<<<<

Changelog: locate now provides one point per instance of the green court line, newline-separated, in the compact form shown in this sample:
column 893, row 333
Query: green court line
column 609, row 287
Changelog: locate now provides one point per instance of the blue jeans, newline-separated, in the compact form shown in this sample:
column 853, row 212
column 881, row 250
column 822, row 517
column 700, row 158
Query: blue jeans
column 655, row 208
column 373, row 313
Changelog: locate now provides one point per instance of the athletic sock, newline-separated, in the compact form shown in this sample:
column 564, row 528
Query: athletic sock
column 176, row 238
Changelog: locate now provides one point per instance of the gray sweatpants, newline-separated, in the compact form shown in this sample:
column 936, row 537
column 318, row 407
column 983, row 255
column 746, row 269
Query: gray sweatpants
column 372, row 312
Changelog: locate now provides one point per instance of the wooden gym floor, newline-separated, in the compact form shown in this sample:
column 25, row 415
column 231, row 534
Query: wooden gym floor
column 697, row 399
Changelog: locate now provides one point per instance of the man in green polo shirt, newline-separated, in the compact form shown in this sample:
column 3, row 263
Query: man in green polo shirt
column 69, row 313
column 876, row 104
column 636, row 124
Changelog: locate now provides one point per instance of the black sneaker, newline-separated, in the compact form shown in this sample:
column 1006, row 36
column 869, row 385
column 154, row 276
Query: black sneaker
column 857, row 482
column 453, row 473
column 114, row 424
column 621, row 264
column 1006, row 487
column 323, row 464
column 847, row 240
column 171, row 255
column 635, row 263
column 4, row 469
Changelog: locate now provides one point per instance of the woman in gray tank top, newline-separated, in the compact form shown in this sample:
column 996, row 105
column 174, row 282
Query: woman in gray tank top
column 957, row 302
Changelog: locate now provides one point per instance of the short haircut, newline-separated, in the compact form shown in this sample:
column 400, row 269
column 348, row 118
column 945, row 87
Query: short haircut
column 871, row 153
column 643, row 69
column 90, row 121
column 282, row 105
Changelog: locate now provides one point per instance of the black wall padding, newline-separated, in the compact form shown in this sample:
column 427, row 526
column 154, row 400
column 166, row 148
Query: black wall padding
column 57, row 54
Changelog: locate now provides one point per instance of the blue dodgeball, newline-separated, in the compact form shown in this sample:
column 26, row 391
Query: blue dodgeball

>>>>

*DIRECTION*. All of the data above should be transcribed exactly.

*COMPLETE OUTPUT*.
Changelog: locate now provides one point per instance of the green court line, newline-separated, in the compact form shown in this sample:
column 893, row 333
Query: green court line
column 609, row 287
Changelog: locate now provides one point per instance of the blue jeans, newline-separated, in the compact form shown in this sample:
column 853, row 212
column 881, row 250
column 822, row 517
column 700, row 158
Query: blue jeans
column 655, row 208
column 373, row 313
Changelog: locate now provides one point per instance of the athletic sock, newline-separated, in the compact form shown in this sample:
column 564, row 528
Query: athletic sock
column 176, row 238
Changelog: locate now provides one point per instance of the gray sweatpants, newline-separated, in the compact form shown in this sample:
column 936, row 537
column 318, row 407
column 983, row 255
column 746, row 269
Query: gray sweatpants
column 372, row 312
Changelog: locate now provides one point per instance of the wooden gym floor, newline-separated, in the compact form shown in this sample:
column 25, row 415
column 231, row 534
Query: wooden gym floor
column 697, row 399
Changelog: locate now provides one point per instance of the man in green polo shirt, newline-separated, in the compact form shown in this sample:
column 3, row 263
Query: man in green polo shirt
column 69, row 313
column 876, row 104
column 636, row 124
Changelog: locate now provides one point per instance of the black sneaker, newline-separated, in the compact form shown in this sample:
column 1006, row 36
column 869, row 385
column 154, row 276
Query: black sneaker
column 857, row 482
column 453, row 473
column 114, row 424
column 621, row 264
column 1006, row 487
column 323, row 464
column 847, row 240
column 171, row 255
column 635, row 263
column 4, row 469
Changelog: locate now provides one point per instance of the woman in gray tank top, newline-separated, in the compact form shown in this sample:
column 996, row 105
column 174, row 282
Query: woman in gray tank top
column 957, row 302
Changelog: locate now provides one point per instance of the short haircut, newline-separated, in the compact form shown in this sample:
column 400, row 269
column 348, row 118
column 945, row 87
Query: short haircut
column 871, row 153
column 643, row 69
column 90, row 121
column 282, row 105
Changelog: locate now provides one point per instance of the black wall padding, newline-separated, in the compact form shown in this sample:
column 427, row 526
column 154, row 400
column 166, row 148
Query: black wall padding
column 57, row 54
Changelog: locate now provides one point per instance of the blue dodgeball, newline-separated, in the compact form shown in this sample:
column 26, row 391
Query: blue dodgeball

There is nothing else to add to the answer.